======== Page extract ========

Four attacks by CIA drones are believed to have targeted AQAP training camp in Yemen, killing over 30
A large number of al Qaeda in the Arab Peninsula (AQAP)
militants were killed when a series of air strikes has hit their
training camp in a remote mountainous region of southern Yemen on
Saturday and Sunday, April 19-20, 2014 – the Yemeni defense ministry
said. AQAP
has been regarded by Washington as the jihadist network’s most
dangerous affiliate. The attacks are likely targeting Al Qaeda number
two Nasir al-Wuhayshi, deliberately exposed in a recent video taken at a large gathering of terrorists in Southern Yemen. The operation targeting al Qaeda in the Arabian Peninsula is under way in Abyan and Shabwa, Yemen, a high-level Yemeni government official who is being briefed on the strikes told CNN on Monday (see video below). The Yemeni official described the attacks as “massive and unprecedented”, confirming at least 30 militants have been killed. The operation involved Yemeni commandos who are now “going after high-level AQAP targets,” the official said.
According to unofficial reports the April 20 attack comprised at least three separate strikes that were directed at a terrorist training camp in al-Mahfad, killing up to 25. On the 19 April attack ten AQAP personnel and three civilians were also killed on another drone attack; intelligence report said they were planning attacks on civil and military targets in al-Bayda province, in southern Yemen.
The
locations of air strikes (yellow) and drone strikes (grey) in Yemen.
Radius indicates the number of killed. The red mark is the position of
the Yemeni Air Force Base at Al Anad,
allegedly providing the forward operation base for those operations. It
is also believed that since the introduction of MQ-9 Reaper drones, at
least part of the activity has moved to the more desolate Um El-Melh
border guard new airbase base built near the Saudi-Arabian-Yemeni
border, about 900 km north-east of Al Anad. Source: New America
Foundation.
The drone campaign in Yemen is managed by the US Central Intelligence Agency (CIA) since 2002. The momentum of this campaign increased since 2011, particularly as the Obama administration began using drones to support the Yemeni government’s battles against al-Qaeda-linked militants in 2012. Without ‘boots on the ground’, this campaign suffered relatively high rate of ‘collateral damage’ (unintended civilian casualties) but this ration has dropped significantly in recent years (except in 2012 when 11 civilians were killed on their way to a wedding).
AQAP has also directed its attacks on civilian and military targets of the Yemeni regime as well as targets thought to be related to US operatives. In a recent attack in December 2013 a car bomb exploded inside a hospital in the capital city Sana, killing 52 people. The Mujahedeen claimed the attack was directed against an operations center controlling the drones attack in the country however, the US denied there were any American victims at the site.
AQAP has been growing in Yemen despite the U.S. CIA and government efforts to rout the terrorist groups from the country. In February 2014 AQAP conducted a suicide attack on the central prison in the Yemeni capital of Sana’a. The attack involved suicide bombers and an assault team that penetrated the facility and freed 29 prisoners, among them 19 AQAP operatives, the Long War Journal reported.
The terrorists freed during the February raid were greeted by al-Qaeda’s number two in command, Nasir al-Wuhayshi, appearing in a video aired recently on Youtube. The 15-minute video, posted on YouTube by the Terrorism Research and Analysis Consortium (TRAC).

======== Extracted data ========

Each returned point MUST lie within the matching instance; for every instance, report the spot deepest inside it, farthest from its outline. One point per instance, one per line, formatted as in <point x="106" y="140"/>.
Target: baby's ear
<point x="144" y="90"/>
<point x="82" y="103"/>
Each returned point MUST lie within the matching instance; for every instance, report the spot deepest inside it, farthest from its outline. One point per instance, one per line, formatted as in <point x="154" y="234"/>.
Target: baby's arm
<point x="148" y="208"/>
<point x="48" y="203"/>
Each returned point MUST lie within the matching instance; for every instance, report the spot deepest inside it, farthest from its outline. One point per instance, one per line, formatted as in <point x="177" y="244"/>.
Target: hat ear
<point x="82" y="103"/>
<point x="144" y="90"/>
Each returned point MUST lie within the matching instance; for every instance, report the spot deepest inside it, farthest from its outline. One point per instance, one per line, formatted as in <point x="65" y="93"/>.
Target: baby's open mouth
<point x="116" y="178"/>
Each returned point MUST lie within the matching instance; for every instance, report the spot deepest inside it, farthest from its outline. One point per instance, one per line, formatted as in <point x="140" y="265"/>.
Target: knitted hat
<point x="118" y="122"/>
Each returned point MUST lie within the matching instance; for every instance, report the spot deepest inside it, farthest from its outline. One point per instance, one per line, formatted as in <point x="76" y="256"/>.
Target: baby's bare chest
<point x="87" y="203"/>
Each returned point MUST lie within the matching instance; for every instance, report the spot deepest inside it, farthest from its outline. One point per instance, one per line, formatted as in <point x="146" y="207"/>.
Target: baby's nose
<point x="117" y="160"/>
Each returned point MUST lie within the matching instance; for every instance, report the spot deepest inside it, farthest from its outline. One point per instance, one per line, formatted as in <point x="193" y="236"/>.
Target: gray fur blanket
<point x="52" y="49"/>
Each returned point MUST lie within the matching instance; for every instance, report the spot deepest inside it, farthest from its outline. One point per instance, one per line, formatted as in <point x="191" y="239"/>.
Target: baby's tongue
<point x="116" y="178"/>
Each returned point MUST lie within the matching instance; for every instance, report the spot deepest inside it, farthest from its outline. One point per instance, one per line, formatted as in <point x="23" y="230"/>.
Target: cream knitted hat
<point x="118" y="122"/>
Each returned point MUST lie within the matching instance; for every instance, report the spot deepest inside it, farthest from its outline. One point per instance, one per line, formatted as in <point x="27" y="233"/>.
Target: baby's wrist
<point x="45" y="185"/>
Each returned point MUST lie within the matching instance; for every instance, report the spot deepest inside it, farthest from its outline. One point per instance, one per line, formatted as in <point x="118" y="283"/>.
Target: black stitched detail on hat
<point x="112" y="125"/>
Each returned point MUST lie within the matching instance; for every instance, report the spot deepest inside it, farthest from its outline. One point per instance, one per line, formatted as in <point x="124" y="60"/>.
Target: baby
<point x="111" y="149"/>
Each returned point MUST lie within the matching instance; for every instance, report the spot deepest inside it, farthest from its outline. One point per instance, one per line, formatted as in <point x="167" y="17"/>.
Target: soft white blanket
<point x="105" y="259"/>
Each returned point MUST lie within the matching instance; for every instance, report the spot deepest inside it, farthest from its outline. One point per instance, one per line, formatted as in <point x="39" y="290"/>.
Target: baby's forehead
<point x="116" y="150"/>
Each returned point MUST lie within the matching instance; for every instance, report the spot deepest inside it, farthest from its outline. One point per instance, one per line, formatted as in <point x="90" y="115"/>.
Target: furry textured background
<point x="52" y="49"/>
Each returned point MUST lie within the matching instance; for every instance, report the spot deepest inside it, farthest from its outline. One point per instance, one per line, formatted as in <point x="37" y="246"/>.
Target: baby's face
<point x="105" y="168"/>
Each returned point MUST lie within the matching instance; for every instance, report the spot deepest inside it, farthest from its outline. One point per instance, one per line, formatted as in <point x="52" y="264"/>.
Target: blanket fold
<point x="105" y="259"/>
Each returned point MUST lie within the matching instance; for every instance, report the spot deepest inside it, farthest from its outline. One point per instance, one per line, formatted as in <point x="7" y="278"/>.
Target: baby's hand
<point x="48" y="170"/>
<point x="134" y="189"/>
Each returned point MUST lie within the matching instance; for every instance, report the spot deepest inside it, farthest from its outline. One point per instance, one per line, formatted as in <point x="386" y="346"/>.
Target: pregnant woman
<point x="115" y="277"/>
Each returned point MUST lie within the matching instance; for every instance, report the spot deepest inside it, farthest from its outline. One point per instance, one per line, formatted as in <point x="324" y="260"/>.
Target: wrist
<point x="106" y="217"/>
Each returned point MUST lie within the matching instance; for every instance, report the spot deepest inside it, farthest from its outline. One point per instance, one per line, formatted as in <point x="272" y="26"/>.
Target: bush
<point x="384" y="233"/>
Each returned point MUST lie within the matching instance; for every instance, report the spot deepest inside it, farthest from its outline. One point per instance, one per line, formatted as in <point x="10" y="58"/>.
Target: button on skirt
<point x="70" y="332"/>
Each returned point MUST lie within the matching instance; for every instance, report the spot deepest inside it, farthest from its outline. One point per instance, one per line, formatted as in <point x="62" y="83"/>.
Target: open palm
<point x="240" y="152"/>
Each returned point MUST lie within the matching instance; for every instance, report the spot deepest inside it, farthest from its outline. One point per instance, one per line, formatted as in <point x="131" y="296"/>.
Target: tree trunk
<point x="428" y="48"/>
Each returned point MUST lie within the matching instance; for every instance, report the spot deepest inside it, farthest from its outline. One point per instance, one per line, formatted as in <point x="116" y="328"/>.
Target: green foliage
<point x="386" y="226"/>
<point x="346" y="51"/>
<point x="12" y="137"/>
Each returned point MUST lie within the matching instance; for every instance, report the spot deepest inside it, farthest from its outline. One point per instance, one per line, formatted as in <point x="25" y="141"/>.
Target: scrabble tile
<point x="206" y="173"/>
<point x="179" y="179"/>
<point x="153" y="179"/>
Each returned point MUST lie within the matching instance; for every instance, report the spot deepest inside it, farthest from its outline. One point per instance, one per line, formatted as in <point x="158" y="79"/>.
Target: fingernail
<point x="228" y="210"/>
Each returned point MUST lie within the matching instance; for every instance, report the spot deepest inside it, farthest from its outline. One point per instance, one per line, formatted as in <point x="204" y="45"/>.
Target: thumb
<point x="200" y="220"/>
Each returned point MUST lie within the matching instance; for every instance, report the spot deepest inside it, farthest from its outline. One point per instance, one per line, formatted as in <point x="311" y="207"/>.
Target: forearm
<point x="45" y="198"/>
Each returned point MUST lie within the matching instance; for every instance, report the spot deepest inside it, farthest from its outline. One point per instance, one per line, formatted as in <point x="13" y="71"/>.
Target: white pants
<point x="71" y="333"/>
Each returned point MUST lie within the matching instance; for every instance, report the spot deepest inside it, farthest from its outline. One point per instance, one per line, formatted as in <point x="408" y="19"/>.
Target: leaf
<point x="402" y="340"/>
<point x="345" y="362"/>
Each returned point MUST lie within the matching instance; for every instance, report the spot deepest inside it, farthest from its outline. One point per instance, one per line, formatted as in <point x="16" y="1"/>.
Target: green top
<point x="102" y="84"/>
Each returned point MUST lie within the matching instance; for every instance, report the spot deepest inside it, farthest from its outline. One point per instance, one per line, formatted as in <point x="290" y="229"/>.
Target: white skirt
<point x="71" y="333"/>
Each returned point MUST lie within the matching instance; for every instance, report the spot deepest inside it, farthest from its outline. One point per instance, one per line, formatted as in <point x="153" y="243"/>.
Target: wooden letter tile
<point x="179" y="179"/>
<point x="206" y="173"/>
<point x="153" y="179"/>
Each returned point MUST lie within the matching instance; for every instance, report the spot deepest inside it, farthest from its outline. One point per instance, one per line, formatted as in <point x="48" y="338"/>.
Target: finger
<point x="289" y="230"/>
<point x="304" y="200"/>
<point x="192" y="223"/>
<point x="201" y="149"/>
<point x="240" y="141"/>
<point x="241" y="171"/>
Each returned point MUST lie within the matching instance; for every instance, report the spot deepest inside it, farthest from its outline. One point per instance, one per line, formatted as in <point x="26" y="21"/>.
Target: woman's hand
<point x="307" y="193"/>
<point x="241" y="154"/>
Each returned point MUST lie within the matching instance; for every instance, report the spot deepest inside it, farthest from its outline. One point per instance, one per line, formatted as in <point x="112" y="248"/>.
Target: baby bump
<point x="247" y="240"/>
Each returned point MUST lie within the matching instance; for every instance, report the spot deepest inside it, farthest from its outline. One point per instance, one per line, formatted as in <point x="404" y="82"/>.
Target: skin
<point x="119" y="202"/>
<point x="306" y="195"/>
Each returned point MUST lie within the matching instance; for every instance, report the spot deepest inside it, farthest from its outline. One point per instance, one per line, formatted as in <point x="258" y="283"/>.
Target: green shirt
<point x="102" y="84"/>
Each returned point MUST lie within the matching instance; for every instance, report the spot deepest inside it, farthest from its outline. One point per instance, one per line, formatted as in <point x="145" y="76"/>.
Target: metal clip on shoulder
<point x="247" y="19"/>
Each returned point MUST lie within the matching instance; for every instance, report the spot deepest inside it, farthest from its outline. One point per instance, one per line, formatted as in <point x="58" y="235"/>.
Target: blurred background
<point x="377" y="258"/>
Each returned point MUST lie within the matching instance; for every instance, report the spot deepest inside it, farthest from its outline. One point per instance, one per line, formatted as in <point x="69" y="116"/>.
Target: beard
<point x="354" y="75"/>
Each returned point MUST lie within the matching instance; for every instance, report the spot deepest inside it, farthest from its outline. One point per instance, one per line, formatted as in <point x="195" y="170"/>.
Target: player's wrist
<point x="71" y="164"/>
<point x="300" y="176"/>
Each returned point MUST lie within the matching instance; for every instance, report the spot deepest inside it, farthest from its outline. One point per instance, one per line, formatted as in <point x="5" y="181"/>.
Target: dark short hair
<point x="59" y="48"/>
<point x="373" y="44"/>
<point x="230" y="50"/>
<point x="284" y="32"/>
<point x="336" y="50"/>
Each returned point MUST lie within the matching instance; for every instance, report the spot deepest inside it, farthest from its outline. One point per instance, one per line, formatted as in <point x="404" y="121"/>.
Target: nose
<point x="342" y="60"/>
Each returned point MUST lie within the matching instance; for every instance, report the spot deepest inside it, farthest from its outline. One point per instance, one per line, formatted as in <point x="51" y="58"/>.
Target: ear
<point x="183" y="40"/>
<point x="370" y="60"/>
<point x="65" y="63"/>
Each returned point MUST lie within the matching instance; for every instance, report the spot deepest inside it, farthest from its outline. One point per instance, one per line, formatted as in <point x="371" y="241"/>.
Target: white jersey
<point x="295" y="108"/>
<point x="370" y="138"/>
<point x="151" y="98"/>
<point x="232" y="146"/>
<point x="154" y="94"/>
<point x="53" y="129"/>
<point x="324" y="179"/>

========

• _Work order_
Reproduce the passage of the Yemen drone strike article from "AQAP has also" to "at the site.", word for word.

• _Solution for this exercise_
AQAP has also directed its attacks on civilian and military targets of the Yemeni regime as well as targets thought to be related to US operatives. In a recent attack in December 2013 a car bomb exploded inside a hospital in the capital city Sana, killing 52 people. The Mujahedeen claimed the attack was directed against an operations center controlling the drones attack in the country however, the US denied there were any American victims at the site.